* [Dataset records]
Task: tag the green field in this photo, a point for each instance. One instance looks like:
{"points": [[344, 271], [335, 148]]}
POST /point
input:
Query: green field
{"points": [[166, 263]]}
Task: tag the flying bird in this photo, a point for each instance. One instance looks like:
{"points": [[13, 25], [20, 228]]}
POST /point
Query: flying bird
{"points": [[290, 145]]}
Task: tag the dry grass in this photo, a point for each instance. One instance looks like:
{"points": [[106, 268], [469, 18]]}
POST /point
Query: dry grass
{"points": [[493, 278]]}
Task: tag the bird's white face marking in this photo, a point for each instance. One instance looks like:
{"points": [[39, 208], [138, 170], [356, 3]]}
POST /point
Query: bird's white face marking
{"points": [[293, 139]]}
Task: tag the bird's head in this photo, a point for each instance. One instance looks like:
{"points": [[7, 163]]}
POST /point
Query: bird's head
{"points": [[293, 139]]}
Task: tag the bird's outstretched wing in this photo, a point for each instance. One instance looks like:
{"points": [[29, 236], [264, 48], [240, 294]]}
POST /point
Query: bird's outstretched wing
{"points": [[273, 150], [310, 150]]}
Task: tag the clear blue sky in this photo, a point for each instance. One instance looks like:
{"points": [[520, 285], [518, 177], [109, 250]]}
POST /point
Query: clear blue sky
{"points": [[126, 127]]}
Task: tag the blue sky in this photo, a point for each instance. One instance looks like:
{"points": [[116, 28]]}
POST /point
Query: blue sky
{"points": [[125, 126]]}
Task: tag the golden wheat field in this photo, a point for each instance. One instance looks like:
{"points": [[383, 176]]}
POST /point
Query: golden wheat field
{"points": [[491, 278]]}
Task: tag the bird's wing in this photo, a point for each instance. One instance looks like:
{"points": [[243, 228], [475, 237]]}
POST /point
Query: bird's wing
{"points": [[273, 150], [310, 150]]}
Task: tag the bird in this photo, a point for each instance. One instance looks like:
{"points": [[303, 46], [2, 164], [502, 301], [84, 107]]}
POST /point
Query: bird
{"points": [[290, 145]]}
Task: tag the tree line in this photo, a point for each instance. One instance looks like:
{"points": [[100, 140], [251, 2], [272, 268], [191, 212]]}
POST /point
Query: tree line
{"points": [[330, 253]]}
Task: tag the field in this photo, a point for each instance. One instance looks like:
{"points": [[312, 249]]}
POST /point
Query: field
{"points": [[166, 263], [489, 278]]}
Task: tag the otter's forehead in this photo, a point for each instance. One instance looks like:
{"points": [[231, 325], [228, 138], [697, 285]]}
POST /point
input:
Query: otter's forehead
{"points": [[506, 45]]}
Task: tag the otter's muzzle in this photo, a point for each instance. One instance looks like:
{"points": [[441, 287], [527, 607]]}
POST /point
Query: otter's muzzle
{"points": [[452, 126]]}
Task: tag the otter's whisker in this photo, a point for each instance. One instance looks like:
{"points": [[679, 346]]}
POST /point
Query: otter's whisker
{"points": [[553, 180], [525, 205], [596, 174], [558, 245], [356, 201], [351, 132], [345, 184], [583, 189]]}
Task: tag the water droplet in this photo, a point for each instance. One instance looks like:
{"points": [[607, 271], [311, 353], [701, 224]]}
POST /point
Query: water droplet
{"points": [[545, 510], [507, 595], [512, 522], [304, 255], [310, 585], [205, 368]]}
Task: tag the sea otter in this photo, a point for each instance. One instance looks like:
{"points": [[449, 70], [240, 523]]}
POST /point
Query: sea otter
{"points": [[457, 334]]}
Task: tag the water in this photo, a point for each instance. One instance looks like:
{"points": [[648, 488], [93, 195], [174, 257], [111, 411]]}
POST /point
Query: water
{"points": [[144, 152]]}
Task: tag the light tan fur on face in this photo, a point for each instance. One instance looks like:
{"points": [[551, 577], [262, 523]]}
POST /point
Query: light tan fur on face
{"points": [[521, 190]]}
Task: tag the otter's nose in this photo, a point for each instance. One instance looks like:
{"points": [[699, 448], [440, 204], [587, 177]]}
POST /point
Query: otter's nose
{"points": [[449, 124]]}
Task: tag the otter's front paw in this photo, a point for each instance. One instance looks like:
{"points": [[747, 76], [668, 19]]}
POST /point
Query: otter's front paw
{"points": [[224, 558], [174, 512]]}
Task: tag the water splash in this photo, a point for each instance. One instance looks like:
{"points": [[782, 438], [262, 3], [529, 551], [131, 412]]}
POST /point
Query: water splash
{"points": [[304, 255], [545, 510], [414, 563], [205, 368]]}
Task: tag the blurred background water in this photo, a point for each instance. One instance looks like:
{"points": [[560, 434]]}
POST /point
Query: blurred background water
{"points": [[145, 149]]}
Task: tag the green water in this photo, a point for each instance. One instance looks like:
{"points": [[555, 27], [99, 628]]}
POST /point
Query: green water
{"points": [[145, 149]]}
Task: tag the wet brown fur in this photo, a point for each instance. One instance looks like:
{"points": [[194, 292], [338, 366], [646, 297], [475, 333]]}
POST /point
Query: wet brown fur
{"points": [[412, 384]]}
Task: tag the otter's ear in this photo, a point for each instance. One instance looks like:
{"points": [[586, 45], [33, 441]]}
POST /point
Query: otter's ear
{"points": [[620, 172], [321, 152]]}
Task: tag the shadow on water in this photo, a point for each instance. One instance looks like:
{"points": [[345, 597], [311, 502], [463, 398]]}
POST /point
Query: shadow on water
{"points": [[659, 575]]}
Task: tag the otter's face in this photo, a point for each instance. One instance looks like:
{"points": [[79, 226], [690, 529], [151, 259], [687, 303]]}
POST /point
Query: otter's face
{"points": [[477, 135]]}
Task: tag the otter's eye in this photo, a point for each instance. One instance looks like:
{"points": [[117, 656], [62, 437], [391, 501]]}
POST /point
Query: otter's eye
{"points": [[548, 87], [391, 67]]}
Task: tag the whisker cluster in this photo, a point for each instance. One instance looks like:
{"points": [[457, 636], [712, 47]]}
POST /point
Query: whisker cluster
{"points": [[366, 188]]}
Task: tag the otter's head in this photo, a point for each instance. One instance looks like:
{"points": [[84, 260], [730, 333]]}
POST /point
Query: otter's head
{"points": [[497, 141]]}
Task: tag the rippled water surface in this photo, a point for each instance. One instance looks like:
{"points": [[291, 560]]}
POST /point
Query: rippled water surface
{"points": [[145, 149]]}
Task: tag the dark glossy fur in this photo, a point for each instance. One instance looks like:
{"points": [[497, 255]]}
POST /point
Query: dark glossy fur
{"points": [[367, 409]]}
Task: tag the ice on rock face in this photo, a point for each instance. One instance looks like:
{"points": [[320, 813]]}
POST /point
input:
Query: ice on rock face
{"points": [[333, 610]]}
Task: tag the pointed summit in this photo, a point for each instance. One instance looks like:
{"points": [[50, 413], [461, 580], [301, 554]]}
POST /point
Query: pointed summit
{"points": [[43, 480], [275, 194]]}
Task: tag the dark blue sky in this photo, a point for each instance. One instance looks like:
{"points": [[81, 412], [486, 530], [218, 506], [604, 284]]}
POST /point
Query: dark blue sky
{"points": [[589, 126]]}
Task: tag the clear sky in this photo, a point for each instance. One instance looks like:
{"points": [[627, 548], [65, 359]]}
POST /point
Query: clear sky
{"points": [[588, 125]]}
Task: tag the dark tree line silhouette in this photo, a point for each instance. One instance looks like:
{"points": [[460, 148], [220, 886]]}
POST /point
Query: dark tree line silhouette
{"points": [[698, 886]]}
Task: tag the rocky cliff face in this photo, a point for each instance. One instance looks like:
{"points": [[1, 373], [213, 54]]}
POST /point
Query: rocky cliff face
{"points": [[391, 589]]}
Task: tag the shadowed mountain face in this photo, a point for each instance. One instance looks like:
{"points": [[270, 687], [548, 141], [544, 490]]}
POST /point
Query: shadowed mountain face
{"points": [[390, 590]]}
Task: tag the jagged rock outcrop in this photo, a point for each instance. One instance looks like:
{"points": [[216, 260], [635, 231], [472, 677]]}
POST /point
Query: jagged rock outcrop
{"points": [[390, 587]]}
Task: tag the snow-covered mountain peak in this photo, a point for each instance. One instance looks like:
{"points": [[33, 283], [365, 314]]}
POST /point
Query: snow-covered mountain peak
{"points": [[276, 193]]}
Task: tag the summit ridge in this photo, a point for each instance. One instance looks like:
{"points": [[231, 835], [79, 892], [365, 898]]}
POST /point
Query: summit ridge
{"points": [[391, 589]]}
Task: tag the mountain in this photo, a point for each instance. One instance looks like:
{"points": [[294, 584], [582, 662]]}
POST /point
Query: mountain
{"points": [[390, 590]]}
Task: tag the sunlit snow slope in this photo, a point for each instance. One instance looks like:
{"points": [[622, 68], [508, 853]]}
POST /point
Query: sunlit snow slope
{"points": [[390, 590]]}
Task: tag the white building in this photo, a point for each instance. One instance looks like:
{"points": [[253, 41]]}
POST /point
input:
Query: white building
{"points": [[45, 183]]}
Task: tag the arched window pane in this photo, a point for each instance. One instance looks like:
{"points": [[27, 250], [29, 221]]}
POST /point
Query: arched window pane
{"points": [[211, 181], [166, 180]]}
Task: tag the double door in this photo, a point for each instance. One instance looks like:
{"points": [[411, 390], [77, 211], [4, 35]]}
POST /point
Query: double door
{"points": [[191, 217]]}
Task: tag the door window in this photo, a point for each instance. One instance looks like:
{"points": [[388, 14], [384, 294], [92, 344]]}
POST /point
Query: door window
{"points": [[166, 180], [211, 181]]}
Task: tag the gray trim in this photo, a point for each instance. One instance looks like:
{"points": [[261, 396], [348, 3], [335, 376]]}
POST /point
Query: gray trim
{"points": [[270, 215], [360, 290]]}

* [Work item] Quote exactly the first line of the entries and every line after it, stopping with the line that contains "Task: tag the flying".

* [Exercise output]
Task: tag the green field in this photo, a point for each instance. One instance looks like:
{"points": [[344, 271], [335, 148]]}
POST /point
input:
Query: green field
{"points": [[166, 263]]}
Task: tag the flying bird in this photo, a point for each instance. One instance looks like:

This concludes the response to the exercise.